## TASK
Locate each line of the data below that contains the string "grille", and copy those lines.

## EXTRACTED ENTRIES
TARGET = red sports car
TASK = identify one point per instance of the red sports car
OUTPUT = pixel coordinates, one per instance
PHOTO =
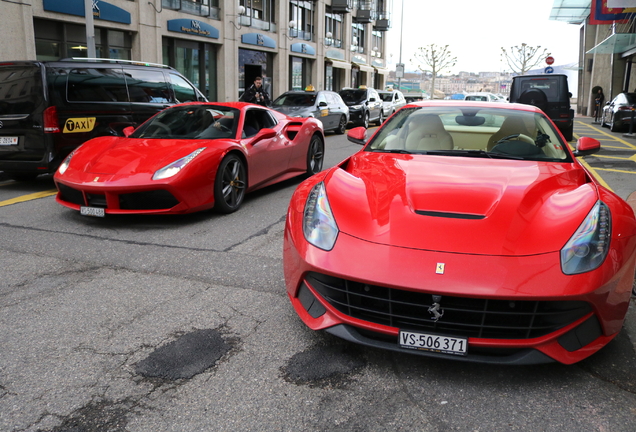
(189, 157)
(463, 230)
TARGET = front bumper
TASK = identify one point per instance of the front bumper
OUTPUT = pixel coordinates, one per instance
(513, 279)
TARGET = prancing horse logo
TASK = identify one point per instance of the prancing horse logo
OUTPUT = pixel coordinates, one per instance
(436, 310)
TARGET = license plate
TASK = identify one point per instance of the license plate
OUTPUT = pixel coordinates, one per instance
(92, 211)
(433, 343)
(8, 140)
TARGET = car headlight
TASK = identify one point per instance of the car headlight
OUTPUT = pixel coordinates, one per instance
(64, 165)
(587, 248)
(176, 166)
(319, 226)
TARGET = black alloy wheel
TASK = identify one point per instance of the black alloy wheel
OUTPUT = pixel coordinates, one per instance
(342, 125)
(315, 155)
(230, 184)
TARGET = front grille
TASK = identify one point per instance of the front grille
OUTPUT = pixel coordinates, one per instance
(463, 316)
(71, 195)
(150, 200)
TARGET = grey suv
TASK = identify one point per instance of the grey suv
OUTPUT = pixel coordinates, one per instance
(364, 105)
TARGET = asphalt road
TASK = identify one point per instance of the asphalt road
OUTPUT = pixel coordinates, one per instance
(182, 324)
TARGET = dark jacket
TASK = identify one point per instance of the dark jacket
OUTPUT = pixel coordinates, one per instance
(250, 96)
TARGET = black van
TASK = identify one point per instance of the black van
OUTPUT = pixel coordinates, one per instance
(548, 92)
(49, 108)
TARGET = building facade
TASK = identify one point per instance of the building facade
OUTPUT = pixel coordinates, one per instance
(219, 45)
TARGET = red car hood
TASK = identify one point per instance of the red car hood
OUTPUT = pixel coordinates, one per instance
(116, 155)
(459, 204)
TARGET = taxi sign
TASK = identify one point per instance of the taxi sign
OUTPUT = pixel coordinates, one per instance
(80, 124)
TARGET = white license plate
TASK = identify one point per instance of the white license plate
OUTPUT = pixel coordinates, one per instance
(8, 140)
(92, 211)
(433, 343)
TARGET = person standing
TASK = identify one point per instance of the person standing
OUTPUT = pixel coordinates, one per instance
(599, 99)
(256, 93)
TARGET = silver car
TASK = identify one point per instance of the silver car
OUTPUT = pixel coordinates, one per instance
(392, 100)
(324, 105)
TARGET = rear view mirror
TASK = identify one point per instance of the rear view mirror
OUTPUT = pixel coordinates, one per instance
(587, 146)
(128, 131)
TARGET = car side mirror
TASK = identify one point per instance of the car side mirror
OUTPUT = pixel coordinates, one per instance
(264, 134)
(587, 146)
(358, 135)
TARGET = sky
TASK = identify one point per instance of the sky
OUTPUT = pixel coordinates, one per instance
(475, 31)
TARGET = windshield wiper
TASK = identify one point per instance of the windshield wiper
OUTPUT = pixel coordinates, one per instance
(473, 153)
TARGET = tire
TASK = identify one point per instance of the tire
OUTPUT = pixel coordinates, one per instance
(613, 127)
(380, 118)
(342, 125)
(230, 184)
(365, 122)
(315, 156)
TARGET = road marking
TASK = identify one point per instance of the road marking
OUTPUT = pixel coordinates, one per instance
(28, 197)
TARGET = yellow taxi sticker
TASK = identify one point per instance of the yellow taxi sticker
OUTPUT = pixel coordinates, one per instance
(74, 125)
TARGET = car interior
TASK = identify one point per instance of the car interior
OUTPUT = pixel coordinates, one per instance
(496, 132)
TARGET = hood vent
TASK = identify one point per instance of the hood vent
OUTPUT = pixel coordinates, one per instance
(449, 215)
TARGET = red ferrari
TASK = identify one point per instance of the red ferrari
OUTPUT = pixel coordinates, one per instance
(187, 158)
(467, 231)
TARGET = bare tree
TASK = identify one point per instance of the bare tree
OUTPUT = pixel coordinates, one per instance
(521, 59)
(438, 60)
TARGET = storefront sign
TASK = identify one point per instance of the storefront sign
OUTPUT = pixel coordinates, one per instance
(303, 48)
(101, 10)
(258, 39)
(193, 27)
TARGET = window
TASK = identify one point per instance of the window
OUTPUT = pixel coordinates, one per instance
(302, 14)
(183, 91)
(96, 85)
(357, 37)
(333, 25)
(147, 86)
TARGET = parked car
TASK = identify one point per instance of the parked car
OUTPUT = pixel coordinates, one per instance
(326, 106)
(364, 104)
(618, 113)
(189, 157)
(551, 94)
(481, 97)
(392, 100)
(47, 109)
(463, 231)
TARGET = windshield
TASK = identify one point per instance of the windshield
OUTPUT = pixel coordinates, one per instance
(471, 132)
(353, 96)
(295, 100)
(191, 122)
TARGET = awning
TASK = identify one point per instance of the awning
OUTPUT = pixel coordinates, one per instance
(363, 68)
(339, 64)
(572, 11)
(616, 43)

---

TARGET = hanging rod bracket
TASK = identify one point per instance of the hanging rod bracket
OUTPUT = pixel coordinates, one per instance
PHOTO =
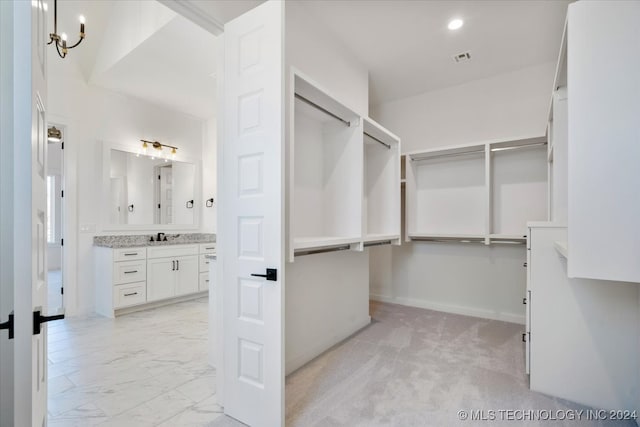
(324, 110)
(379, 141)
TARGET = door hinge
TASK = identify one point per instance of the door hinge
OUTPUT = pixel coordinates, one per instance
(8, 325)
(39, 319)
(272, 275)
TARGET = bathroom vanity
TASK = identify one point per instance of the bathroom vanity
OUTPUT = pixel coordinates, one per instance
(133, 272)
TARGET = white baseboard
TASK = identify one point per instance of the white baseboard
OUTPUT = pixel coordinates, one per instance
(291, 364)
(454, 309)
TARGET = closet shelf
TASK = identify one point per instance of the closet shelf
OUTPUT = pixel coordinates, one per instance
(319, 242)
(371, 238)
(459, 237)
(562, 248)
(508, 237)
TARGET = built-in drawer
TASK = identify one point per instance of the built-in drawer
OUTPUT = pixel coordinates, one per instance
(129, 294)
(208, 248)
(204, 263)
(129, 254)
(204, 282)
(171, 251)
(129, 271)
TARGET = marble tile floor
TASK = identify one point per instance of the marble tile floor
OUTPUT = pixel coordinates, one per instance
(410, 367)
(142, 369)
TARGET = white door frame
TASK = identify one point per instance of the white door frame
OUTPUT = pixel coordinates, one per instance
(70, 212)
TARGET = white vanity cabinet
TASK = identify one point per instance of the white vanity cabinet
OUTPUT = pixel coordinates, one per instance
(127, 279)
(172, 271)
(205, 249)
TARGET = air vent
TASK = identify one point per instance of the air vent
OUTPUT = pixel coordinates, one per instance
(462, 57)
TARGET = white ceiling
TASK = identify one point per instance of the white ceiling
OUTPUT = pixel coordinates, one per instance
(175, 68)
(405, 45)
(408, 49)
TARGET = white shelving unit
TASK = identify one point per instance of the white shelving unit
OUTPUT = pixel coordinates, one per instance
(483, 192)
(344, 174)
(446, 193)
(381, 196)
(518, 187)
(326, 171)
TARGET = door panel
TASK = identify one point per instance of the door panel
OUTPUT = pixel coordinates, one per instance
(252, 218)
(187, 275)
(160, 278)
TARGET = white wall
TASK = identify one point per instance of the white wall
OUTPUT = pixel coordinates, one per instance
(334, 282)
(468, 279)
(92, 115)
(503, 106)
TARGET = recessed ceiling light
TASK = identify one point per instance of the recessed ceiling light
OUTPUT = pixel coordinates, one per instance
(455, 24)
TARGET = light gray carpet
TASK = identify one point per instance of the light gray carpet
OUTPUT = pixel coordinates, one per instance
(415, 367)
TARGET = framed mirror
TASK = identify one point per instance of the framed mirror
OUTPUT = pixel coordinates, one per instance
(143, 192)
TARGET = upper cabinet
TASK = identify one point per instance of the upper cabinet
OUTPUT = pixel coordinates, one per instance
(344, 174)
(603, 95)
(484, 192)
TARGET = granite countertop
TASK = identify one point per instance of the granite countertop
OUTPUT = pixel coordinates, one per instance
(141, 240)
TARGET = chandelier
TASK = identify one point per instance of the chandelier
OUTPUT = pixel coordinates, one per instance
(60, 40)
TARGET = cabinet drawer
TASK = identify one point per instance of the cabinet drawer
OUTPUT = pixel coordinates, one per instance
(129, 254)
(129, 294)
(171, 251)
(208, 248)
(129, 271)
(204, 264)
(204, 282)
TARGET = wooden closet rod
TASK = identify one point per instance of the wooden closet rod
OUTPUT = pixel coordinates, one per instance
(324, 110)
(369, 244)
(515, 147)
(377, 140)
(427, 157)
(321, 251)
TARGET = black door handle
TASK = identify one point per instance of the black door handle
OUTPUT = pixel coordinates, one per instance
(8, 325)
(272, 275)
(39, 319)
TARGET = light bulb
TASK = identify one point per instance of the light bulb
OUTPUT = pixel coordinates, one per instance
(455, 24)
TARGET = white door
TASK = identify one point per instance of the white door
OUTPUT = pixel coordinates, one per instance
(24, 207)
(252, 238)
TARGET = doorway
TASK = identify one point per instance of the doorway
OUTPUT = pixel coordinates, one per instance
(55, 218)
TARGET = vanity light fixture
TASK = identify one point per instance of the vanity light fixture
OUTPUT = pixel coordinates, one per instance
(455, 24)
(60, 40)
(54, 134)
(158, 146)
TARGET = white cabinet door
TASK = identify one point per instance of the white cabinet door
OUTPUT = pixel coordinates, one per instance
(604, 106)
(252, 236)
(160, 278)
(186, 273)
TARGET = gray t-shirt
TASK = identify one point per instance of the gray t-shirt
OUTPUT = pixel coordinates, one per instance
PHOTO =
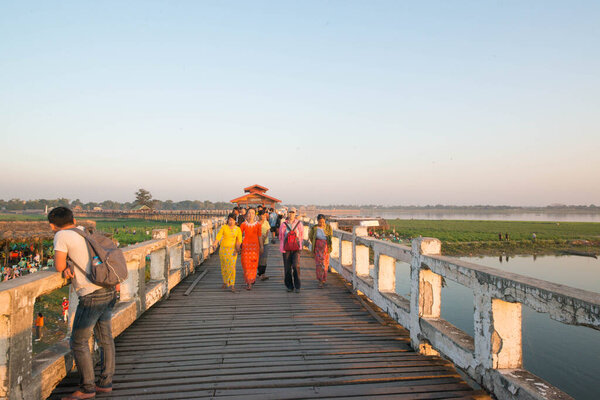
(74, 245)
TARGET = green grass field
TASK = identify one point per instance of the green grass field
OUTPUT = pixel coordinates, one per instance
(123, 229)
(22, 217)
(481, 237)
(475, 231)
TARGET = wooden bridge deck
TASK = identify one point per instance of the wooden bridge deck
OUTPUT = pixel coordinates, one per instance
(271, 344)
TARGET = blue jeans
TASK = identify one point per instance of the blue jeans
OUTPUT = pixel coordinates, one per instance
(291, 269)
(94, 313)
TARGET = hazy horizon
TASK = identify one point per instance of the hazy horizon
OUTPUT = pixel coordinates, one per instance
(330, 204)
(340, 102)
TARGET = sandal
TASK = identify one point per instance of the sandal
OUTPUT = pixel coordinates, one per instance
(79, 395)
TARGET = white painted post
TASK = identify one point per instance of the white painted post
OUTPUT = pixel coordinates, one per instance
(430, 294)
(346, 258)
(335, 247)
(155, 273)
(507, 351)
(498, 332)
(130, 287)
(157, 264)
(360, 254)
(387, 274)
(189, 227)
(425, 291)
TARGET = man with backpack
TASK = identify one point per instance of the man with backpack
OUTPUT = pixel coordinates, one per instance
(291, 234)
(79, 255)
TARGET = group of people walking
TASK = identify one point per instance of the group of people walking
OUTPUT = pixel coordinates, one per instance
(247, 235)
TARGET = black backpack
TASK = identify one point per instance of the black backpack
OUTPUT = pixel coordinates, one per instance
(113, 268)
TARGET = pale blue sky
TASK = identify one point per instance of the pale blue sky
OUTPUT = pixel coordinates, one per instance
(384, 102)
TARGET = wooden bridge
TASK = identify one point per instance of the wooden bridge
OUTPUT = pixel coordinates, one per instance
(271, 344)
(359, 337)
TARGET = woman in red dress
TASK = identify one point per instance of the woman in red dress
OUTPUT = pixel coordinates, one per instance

==

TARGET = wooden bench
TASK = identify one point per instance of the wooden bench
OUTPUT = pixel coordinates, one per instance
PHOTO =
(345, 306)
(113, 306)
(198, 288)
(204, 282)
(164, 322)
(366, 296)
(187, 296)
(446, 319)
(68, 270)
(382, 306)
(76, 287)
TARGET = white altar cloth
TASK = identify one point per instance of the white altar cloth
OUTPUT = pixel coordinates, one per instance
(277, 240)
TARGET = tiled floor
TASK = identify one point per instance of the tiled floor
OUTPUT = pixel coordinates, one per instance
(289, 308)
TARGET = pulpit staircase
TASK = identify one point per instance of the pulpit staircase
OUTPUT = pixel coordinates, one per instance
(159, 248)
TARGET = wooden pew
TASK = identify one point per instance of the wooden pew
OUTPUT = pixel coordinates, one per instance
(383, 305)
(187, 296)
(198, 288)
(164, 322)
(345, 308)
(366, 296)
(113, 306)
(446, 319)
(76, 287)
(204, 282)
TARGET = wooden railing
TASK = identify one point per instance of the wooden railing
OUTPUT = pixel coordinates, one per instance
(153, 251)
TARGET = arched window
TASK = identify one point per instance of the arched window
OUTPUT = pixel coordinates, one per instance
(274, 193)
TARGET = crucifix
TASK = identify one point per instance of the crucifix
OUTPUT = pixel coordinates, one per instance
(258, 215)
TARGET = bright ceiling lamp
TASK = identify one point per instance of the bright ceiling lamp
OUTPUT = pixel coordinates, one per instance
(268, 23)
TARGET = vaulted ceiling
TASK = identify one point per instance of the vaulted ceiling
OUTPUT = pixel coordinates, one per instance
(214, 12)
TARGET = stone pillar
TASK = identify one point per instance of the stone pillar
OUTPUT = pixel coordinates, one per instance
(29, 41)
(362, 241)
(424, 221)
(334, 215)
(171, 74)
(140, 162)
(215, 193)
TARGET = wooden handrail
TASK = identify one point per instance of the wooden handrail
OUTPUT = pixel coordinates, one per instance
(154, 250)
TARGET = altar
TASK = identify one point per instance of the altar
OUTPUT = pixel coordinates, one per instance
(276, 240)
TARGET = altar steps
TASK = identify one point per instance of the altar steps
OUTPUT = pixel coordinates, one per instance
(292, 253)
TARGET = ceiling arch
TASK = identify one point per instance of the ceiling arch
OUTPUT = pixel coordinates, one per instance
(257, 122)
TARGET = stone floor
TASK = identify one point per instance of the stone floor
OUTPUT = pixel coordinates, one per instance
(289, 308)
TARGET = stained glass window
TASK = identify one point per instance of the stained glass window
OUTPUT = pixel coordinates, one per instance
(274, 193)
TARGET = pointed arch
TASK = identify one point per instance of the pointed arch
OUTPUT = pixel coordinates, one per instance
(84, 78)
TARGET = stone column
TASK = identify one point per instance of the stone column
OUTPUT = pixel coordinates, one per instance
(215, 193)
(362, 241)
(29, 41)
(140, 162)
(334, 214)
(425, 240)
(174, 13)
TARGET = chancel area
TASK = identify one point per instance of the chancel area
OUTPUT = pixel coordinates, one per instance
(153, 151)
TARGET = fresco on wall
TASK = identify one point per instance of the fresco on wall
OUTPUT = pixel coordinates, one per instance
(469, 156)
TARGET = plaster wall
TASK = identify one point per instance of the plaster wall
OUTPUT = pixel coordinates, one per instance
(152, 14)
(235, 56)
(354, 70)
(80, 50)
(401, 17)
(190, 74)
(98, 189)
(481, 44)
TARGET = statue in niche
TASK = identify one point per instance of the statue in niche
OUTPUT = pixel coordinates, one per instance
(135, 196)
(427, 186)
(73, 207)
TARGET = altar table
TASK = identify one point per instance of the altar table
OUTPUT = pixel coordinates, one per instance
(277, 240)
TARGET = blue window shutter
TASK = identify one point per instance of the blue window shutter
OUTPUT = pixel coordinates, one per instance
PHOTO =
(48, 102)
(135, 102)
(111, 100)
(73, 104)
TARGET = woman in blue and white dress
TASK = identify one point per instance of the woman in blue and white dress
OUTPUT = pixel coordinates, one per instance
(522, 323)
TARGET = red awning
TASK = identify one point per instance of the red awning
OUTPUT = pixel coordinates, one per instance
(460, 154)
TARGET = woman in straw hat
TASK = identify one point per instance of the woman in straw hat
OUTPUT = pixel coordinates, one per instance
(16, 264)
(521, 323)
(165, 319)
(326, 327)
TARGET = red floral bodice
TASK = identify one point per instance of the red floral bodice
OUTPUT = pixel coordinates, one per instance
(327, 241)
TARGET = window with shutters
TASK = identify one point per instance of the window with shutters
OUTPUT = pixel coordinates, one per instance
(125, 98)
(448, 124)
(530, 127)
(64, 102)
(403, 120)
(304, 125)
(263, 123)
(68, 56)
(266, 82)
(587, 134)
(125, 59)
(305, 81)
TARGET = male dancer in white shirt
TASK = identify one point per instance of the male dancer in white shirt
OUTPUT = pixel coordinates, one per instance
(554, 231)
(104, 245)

## THE RESULT
TARGET = front grille
TASK = identify one point per instance of the front grille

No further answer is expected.